Rare Conservation    Yobo Member
April 2nd, 2012



Credit: Greg Grimes/Creative Commons

Rare is proud to announce its participation in a powerful coalition of governments, international organizations, civil society groups and private interests that are joining together under the banner of a Global Partnership for Oceans to confront widely documented problems of over-fishing, marine degradation and habitat loss.

In a keynote speech delivered at The Economist’s World Oceans Summit in Singapore on February 24, World Bank Group President Robert B. Zoellick said the Partnership would bring science, advocacy, the private sector and international public institutions together to advance mutually agreed goals for healthy and productive oceans.

“The world’s oceans are in danger,” says Zoellick.  “And the enormity of the challenge is bigger than one country or organization.  We need coordinated global action to restore our oceans to health.  Together we’ll build on the excellent work already being done to address the threats to oceans, identify workable solutions, and scale them up.”

All the organizations, countries and agencies supporting the Partnership, including Rare, are already involved in activities to protect the world’s oceans – which provide 15 percent of the animal protein consumed in the world, millions of jobs, and critical ecosystem services such as climate regulation and carbon storage. The key step is to mobilize around a set of shared goals. This focus will help coordinate activities and mobilize new financial support, working closely with countries, civil society and the private sector to reverse patterns of degradation and depletion.

“There are many viable solutions to much of what plagues the world’s oceans, “ says Rare CEO and President Brett Jenks. “The World Bank’s leadership of this new, global partnership creates a great opportunity to catalogue what’s working and promote customized replication all over the world.”

Further discussions will help define the new partnership’s specific agenda. These discussions will address improved governance systems around fishing, more marine protected areas, intensified efforts to attack the sources of ocean pollution and degradation as well as improved coastal management for resilience to weather and climate-related threats.

Exercises =
(1) For the oceans partnership announcement, mark each statement yes or no, and back each answer with the exact words from the text that decide it.
(a) Zoellick's keynote speech was delivered in Singapore on February 24.
(b) The oceans provide 25 percent of the animal protein consumed in the world.
(c) The partnership's specific agenda has already been fully defined.
(2) Answer these questions from the oceans partnership announcement.
(a) Who is Rare's CEO and President?
(b) At what event did Robert B. Zoellick give his keynote speech?
(c) Which two ecosystem services of the oceans are named?
The records that follow the oceans partnership announcement come from a separate source.

Data section =
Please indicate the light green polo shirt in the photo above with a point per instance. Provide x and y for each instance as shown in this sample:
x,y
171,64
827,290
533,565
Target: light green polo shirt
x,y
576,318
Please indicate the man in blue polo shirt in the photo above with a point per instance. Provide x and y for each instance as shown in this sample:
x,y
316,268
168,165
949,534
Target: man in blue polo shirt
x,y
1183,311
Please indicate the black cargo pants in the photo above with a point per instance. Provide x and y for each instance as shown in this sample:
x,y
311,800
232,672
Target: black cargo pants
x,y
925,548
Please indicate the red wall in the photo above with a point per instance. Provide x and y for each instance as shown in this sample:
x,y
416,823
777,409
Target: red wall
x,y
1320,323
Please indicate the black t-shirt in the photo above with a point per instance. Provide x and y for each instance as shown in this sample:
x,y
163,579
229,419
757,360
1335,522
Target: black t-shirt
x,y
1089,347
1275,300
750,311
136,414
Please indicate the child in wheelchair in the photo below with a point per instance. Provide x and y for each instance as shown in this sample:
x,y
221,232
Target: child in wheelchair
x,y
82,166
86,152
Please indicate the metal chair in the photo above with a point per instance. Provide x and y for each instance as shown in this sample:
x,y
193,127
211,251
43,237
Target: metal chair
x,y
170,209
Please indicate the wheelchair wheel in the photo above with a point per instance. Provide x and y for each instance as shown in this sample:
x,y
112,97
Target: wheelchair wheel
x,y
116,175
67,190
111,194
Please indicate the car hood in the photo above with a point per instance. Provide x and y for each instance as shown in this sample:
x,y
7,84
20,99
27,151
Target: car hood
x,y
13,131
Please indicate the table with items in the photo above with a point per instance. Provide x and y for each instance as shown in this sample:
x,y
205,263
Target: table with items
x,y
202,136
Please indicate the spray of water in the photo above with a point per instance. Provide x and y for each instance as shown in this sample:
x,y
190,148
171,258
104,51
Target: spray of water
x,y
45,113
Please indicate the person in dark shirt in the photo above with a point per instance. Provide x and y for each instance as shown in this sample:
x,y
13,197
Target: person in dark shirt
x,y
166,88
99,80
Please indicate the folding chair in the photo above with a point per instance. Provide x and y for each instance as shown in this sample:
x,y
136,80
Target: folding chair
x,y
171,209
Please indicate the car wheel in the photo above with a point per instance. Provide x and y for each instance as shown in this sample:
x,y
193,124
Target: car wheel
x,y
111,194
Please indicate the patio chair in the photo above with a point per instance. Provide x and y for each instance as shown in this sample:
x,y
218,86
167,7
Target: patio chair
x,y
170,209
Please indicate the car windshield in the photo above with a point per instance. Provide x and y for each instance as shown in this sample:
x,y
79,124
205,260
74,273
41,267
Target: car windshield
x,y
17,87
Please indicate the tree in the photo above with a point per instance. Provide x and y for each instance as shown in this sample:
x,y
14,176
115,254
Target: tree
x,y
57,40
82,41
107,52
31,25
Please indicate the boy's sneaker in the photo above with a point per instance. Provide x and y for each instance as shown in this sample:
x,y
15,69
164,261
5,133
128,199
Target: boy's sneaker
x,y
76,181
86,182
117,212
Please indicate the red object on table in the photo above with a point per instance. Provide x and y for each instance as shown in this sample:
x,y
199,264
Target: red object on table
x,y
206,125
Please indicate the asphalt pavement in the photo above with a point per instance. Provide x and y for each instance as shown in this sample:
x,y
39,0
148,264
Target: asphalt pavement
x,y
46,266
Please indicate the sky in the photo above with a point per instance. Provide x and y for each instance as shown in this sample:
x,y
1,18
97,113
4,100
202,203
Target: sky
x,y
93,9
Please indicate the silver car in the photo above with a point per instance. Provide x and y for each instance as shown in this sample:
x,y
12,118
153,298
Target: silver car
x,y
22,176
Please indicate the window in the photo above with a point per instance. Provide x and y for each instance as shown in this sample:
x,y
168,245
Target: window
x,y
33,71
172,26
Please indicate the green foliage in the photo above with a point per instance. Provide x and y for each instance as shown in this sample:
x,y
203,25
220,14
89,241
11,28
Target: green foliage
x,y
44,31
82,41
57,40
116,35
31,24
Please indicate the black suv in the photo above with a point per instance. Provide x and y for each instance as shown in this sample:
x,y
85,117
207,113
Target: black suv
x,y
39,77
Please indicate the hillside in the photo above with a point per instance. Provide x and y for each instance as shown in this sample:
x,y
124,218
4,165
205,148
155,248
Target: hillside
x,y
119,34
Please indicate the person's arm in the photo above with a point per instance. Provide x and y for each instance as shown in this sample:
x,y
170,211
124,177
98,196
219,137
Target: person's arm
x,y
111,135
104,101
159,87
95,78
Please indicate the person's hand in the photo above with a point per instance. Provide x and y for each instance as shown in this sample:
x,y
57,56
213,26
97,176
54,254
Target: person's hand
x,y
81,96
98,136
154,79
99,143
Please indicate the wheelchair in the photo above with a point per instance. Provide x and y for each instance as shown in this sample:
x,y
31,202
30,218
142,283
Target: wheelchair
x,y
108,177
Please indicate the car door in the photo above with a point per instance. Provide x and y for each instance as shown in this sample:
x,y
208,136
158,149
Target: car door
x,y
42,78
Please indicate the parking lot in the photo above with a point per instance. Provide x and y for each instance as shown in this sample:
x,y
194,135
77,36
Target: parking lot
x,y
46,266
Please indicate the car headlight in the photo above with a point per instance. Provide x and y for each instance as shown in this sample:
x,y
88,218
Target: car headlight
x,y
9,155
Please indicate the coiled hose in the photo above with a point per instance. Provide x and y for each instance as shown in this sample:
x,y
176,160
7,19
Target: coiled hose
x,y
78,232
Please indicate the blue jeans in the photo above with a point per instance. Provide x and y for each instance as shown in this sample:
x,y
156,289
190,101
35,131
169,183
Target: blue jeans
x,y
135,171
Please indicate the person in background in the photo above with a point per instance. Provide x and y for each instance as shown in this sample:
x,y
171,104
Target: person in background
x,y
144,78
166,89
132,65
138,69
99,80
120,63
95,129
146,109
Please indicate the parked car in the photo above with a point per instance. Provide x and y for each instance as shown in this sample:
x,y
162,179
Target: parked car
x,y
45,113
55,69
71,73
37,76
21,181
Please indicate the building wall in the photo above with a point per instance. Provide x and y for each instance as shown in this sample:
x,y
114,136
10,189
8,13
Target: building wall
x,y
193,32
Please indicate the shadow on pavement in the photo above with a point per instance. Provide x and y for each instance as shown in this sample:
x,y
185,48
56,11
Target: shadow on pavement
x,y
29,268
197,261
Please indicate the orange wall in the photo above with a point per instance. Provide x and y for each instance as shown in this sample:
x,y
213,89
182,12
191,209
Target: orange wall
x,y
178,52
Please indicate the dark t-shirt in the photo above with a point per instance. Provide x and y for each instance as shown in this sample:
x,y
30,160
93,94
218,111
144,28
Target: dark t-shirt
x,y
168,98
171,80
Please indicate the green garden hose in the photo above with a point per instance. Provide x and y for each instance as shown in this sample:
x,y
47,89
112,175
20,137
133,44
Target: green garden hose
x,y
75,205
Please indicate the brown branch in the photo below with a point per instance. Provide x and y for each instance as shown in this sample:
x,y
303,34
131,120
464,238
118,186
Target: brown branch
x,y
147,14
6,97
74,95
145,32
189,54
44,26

Answers for the exercise =
(1)
(a) Yes: "delivered at The Economist’s World Oceans Summit in Singapore on February 24"
(b) No: "which provide 15 percent of the animal protein consumed in the world"
(c) No: "Further discussions will help define the new partnership’s specific agenda."

(2)
(a) Brett Jenks
(b) The Economist’s World Oceans Summit in Singapore
(c) Climate regulation and carbon storage